WHAT YOU WILL DO – Once you have read the entries below, repeat all of them exactly.

INFORMATION SHOWN –
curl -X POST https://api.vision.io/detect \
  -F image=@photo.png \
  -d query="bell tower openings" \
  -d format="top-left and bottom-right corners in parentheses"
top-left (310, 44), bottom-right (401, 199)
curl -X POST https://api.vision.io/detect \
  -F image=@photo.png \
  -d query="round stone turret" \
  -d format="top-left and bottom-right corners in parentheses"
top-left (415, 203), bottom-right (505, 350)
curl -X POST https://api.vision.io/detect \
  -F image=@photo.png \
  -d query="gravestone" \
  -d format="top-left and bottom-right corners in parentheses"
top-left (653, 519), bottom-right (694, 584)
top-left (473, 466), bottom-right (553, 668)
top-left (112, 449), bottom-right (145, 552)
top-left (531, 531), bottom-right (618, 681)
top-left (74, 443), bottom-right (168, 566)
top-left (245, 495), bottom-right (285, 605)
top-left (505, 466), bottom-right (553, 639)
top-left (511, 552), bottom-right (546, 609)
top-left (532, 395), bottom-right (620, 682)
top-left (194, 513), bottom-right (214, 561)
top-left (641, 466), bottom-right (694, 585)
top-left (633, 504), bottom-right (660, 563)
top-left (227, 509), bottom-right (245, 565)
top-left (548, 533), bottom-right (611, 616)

RESULT –
curl -X POST https://api.vision.io/detect \
  -F image=@photo.png \
  -d query="bell tower openings" \
  -d format="top-left and bottom-right corners in parentheses"
top-left (310, 44), bottom-right (401, 199)
curl -X POST https://api.vision.io/detect \
  -F image=@photo.png \
  -d query="round stone turret" \
  -d format="top-left and bottom-right corners in parentheses"
top-left (415, 203), bottom-right (505, 350)
curl -X POST https://api.vision.io/detect \
  -F image=@photo.png \
  -d query="gravestone" \
  -d format="top-left and bottom-right corners in parentheses"
top-left (653, 519), bottom-right (694, 584)
top-left (473, 466), bottom-right (553, 668)
top-left (112, 449), bottom-right (145, 552)
top-left (531, 531), bottom-right (618, 681)
top-left (74, 443), bottom-right (168, 566)
top-left (245, 495), bottom-right (285, 605)
top-left (505, 466), bottom-right (553, 639)
top-left (511, 552), bottom-right (546, 609)
top-left (532, 395), bottom-right (620, 682)
top-left (194, 513), bottom-right (214, 561)
top-left (641, 466), bottom-right (694, 585)
top-left (633, 504), bottom-right (660, 563)
top-left (227, 509), bottom-right (245, 565)
top-left (548, 533), bottom-right (611, 616)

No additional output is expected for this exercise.